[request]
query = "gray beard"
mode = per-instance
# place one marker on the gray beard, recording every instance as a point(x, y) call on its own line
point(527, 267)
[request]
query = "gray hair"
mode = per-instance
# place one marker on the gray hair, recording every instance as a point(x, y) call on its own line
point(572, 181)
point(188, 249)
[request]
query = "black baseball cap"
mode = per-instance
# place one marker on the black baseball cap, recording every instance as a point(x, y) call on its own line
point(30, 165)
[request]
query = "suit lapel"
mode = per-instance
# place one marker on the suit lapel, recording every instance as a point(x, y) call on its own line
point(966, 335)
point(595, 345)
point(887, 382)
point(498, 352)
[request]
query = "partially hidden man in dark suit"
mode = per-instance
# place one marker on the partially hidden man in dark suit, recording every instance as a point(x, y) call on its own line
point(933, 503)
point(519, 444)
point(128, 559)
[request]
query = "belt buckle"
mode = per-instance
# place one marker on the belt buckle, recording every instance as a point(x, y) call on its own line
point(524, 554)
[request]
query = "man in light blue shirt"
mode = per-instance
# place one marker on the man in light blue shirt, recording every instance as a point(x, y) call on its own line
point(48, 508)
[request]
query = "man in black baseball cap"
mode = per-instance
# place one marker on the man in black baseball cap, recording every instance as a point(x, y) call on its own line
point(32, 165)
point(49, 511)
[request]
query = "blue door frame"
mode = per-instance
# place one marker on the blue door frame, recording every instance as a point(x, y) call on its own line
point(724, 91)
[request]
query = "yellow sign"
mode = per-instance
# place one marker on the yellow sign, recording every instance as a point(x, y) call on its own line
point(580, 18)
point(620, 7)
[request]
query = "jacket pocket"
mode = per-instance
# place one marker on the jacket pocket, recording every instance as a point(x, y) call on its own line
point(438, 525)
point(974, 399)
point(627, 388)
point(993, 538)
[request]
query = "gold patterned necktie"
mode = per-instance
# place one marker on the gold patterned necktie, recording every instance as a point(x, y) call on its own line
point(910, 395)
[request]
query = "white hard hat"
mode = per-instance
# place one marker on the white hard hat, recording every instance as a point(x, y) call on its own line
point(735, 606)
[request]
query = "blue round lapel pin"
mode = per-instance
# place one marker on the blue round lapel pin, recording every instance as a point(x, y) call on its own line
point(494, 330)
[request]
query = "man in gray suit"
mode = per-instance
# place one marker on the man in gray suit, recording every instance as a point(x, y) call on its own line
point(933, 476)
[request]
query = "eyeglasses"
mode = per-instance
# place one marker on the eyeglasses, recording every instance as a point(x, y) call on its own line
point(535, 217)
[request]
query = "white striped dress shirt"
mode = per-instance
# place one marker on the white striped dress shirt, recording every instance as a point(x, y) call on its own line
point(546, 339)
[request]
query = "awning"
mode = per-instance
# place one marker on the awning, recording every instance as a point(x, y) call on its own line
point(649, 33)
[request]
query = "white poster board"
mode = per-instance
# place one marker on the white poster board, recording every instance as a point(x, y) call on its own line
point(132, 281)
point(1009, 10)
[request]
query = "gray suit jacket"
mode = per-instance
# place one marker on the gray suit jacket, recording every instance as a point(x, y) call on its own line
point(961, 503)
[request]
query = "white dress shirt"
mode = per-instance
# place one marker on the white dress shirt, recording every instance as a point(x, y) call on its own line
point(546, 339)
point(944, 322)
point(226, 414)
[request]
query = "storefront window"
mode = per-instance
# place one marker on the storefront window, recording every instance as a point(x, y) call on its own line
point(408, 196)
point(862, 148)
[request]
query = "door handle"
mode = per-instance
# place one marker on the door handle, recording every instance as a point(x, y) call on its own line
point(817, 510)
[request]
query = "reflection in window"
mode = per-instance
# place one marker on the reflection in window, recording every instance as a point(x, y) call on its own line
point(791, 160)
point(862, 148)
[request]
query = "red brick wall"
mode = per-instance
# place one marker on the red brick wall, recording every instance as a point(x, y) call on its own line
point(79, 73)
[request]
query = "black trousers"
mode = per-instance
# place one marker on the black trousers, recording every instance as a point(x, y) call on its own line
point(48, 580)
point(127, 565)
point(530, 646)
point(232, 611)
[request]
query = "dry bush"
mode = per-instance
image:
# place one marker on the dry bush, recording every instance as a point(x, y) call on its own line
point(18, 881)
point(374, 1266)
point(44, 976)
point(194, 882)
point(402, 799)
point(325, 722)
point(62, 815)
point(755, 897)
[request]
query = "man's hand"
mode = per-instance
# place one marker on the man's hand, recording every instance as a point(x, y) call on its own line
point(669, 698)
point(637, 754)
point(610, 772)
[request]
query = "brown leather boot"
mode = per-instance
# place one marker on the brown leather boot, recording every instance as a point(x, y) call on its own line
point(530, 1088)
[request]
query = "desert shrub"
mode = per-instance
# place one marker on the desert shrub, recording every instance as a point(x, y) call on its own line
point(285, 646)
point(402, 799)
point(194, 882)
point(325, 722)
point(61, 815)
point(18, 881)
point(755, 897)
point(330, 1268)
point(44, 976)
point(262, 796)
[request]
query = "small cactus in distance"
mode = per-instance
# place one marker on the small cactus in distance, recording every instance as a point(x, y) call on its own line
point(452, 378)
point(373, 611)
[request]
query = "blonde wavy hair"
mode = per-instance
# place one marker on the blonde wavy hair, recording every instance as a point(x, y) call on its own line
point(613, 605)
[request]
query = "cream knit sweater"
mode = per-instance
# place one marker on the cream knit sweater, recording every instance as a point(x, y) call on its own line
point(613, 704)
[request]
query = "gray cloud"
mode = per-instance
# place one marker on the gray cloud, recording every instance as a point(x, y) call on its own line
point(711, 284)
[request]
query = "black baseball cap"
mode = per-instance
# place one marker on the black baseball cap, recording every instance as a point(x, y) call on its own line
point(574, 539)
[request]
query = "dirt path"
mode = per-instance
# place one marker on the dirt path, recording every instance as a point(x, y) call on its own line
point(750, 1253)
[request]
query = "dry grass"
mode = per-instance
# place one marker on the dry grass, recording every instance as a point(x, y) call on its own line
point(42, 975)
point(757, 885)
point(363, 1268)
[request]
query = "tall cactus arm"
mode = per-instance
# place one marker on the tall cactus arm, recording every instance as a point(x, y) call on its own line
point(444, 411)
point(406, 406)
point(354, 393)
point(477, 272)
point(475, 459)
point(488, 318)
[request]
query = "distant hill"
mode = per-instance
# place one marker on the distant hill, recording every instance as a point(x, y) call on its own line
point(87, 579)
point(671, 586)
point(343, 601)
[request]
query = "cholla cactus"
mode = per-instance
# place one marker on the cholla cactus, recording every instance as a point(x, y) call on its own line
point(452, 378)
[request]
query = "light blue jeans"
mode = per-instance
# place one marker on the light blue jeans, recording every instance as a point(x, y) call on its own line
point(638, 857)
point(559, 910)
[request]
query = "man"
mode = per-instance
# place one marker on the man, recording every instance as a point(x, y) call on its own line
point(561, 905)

WHAT THIS TASK INVOLVES: Please restate the data word for word, every record included.

FINISHED TASK:
[request]
query = "gray beard"
mode = per-instance
# place one marker on the gray beard, recording every instance as a point(x, y) call on its own line
point(527, 267)
[request]
query = "gray hair"
mode = per-instance
# place one marker on the gray hair, recording every instance as a point(x, y) call on its own line
point(572, 181)
point(188, 249)
[request]
query = "black baseball cap"
mode = per-instance
# place one marker on the black baseball cap, recording every instance as a point(x, y) call on its own line
point(30, 165)
[request]
query = "suit lapel"
mode = per-instance
# place one marker on the suit lapel, recording every instance as a point(x, y) call on its own line
point(966, 335)
point(595, 345)
point(887, 382)
point(498, 352)
[request]
query = "partially hidden man in dark suit"
mode = per-instance
# place one marker on the partially hidden man in dark suit, recording every instance as a point(x, y) call on its own line
point(933, 503)
point(519, 444)
point(128, 559)
[request]
query = "belt buckle"
mode = per-instance
# place one marker on the belt buckle, recording every instance as a point(x, y) call on its own line
point(524, 554)
[request]
query = "man in light blue shirt"
mode = per-instance
# place one marker on the man in light blue shirt, recording every instance as a point(x, y) call on its own line
point(48, 508)
[request]
query = "man in black baseball cap"
mode = per-instance
# place one marker on the man in black baseball cap, recording every instance as a point(x, y) call on its own line
point(32, 165)
point(49, 511)
[request]
query = "blue door frame"
mode = per-instance
# place one marker on the blue door frame, recording every instance as a point(x, y) call on its own line
point(724, 91)
[request]
query = "yellow sign"
mode = per-instance
# place one marker on the yellow sign, recording every instance as a point(x, y) call on its own line
point(580, 18)
point(620, 7)
[request]
query = "jacket pocket"
mode = per-instance
# place one marker on the jacket pocket, recording every instance as a point(x, y) call on its own line
point(438, 525)
point(974, 399)
point(627, 388)
point(993, 538)
[request]
query = "gold patterned necktie"
mode = per-instance
# place one marker on the gold patterned necktie, recording every instance as a point(x, y) call on its own line
point(910, 395)
[request]
query = "white hard hat"
mode = per-instance
# place one marker on the white hard hat, recording every instance as a point(x, y) call on its own line
point(735, 606)
[request]
query = "blue round lapel pin"
mode = per-instance
# place one marker on the blue round lapel pin, recording every instance as a point(x, y) call on its own line
point(494, 330)
[request]
query = "man in gray suit"
mode = per-instance
# place one marker on the man in gray suit, recording every instance as a point(x, y) call on its own line
point(933, 476)
[request]
query = "eyeglasses"
mode = per-instance
# place one marker on the eyeglasses, recording every instance as a point(x, y) call on its own line
point(535, 217)
[request]
query = "white striped dress shirt"
mode = per-instance
# place one marker on the white striped dress shirt, recording every instance as a point(x, y) call on its own line
point(546, 339)
[request]
query = "awning"
mode = per-instance
# place one marker on the awning, recording every instance as a point(x, y) call on its own line
point(649, 33)
[request]
query = "white poster board"
mode = per-instance
# place one marker on the white poster board, recording every instance as a point(x, y) call on its own line
point(132, 281)
point(1009, 10)
[request]
query = "gray suit jacket"
mode = per-instance
# place one marker on the gray suit jacket, recording every instance as a point(x, y) call on its own line
point(961, 503)
[request]
query = "white dress shirt"
mode = per-instance
# place one marker on the white dress shirt, recording every instance as a point(x, y) call on its own line
point(546, 339)
point(944, 322)
point(226, 414)
[request]
query = "storefront window"
mode = per-instance
# place one marker on the storefront window, recording every instance as a point(x, y) call on its own line
point(408, 196)
point(862, 148)
[request]
query = "door handle"
mode = per-instance
# place one marker on the door handle, recording every instance as a point(x, y) call on its own line
point(817, 510)
[request]
query = "reflection in window"
mode = per-instance
# place one marker on the reflection in window, recording every instance as a point(x, y) call on its own line
point(791, 160)
point(862, 148)
[request]
query = "red brick wall"
mode = per-instance
# place one marker on the red brick wall, recording every instance as a point(x, y) call on its own line
point(79, 73)
[request]
query = "black trousers"
mode = per-instance
# place one marker on the black trousers, recording every instance as a point(x, y) call on its own line
point(48, 580)
point(127, 565)
point(530, 646)
point(232, 611)
[request]
query = "dry bush"
mode = per-instance
image:
# place one marker on the dry bush, recording every instance as a point(x, y) call on its own line
point(18, 881)
point(374, 1266)
point(44, 976)
point(194, 882)
point(402, 799)
point(325, 722)
point(62, 815)
point(755, 897)
[request]
query = "man's hand"
mode = per-instance
# place one marker on the man's hand, recording every instance as a point(x, y) call on its own line
point(669, 698)
point(637, 754)
point(610, 772)
[request]
query = "brown leather boot"
mode = per-instance
# place one marker on the brown leather boot, recording every instance as a point(x, y) call on its own line
point(530, 1088)
[request]
query = "desert shrub"
mode = per-instance
# place one marker on the desert shrub, recording every instance as a point(x, y) call on its own line
point(285, 646)
point(402, 799)
point(194, 882)
point(325, 722)
point(61, 815)
point(18, 881)
point(755, 897)
point(330, 1268)
point(44, 976)
point(262, 796)
[request]
query = "small cactus in distance"
mode = per-instance
# place one marker on the small cactus in distance, recording every instance as a point(x, y) call on its own line
point(452, 378)
point(373, 611)
[request]
query = "blonde wavy hair"
mode = per-instance
# place one marker on the blonde wavy hair, recording every instance as a point(x, y) call on its own line
point(613, 605)
[request]
query = "cream knit sweater"
mode = per-instance
# place one marker on the cream knit sweater, recording every instance as a point(x, y) call on its own line
point(613, 704)
[request]
query = "gray cloud"
mode = per-instance
# place one marker on the gray cloud, recording every instance as a point(x, y) call on its own line
point(711, 284)
[request]
query = "black baseball cap"
mode = per-instance
# place one marker on the black baseball cap, recording every instance as a point(x, y) call on its own line
point(574, 539)
[request]
query = "dirt path"
mode = per-instance
# place one marker on the dirt path, recording every instance as a point(x, y) call on its own line
point(750, 1253)
[request]
query = "dry grass"
mode = per-instance
# place one marker on the dry grass, recording every instance as a point(x, y) call on its own line
point(42, 975)
point(757, 885)
point(363, 1268)
[request]
query = "tall cactus arm"
mode = per-instance
# place one marker on the tall cactus arm, recording every instance as a point(x, y) call on its own line
point(444, 411)
point(406, 406)
point(354, 393)
point(477, 272)
point(475, 459)
point(488, 318)
[request]
query = "distant hill"
mode = per-instance
# place one marker on the distant hill, recording every instance as a point(x, y) call on its own line
point(87, 579)
point(671, 586)
point(343, 601)
[request]
query = "cholla cactus"
mode = per-instance
# place one marker on the cholla cactus, recording every instance as a point(x, y) call on its own line
point(452, 378)
[request]
query = "light blue jeans"
mode = per-instance
# place one marker on the light blue jeans, recording every instance as a point(x, y) call on its own line
point(638, 857)
point(559, 910)
[request]
query = "man"
mode = per-instance
# place one marker on the man, recording every instance as a point(x, y) call on its own line
point(561, 905)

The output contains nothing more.